:: Your goal ::
Produce a verbatim copy of the entries listed below.

:: Data to use ::
::::

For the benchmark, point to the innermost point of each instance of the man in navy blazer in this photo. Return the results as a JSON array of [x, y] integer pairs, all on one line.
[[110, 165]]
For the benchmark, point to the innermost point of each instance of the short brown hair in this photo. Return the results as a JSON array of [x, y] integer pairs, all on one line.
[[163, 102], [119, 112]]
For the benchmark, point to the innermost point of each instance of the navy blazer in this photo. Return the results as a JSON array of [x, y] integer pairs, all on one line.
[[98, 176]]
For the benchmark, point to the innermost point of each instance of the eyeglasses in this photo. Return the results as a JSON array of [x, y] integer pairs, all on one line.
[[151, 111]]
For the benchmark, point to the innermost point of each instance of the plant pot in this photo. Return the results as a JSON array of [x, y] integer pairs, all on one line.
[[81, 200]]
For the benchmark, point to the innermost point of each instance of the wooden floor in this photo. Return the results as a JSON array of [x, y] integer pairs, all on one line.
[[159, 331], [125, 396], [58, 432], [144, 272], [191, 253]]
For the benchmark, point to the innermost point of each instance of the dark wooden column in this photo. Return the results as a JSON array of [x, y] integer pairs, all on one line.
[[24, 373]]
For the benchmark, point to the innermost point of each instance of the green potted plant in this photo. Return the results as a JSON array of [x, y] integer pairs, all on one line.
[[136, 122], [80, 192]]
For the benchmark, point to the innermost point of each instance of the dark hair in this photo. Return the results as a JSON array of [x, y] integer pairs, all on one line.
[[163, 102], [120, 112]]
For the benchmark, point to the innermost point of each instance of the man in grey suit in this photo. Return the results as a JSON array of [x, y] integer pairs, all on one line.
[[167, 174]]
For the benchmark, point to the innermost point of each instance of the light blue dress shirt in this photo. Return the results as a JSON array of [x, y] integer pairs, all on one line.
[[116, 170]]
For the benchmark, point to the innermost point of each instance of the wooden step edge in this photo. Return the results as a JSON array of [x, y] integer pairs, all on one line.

::::

:: Full output ::
For the benchmark, point to the innermost point of each instance of the man in navy blazer in this photo. Return the results as a JSON array of [x, y] integer pairs, all on one line.
[[110, 165]]
For the benchmark, point to the innermost point of each instance of the short brown hair in this photo. Return the results as a JSON array of [x, y] integer pairs, all on one line.
[[163, 102], [119, 112]]
For the benchmark, point to the innermost point of each instance of the navy blazer in this photo. Return the results as a JSON array of [x, y] integer pairs, all on one line.
[[98, 176]]
For the benchmark, point to the innermost point of each instance of the eyeglasses in this photo. Return the results as a JSON array of [x, y] integer pairs, all on one line.
[[151, 111]]
For the benchmark, point to the innermost point of each instance of the plant pot in this photo. Return the results as a JSON array of [x, y] integer pairs, all on one line.
[[81, 200]]
For the benchmark, point to the innermost point of each instance of the wooden floor in this photo. Return the results as a JSON array of [x, y] integer pairs, all on one line.
[[159, 331], [125, 396], [58, 432], [144, 272], [191, 253]]
For the benchmark, point to the innermost point of each instance of the dark wooden column in this photo. Return the results as a JSON array of [x, y] integer pairs, all on one line.
[[24, 373]]
For the benchmark, point to the innermost point of each instance of the green potted plant in this photo. Return the results as a JSON array of [x, y] integer pairs, all on one line.
[[136, 122], [80, 192]]
For the benchmark, point to the innermost point of each instance of the dark hair in this photo. Return the results as a JSON array of [x, y] integer pairs, all on one line.
[[163, 102], [120, 112]]
For the benchmark, point to the innermost point of each instance of the man in grey suit in this photo. Return the results as a JSON array of [x, y] integer pairs, all on one line.
[[167, 174]]
For the benchmark, point to the innermost point of each instance of the light blue dress shirt in this photo. Return the results as a JSON array of [x, y] integer pairs, all on one line.
[[116, 170]]
For the benchmark, point to the innermost point of each instance of the wooden step edge in this photo. Return the results as a JSON array of [x, y] integer pairs, all on one line.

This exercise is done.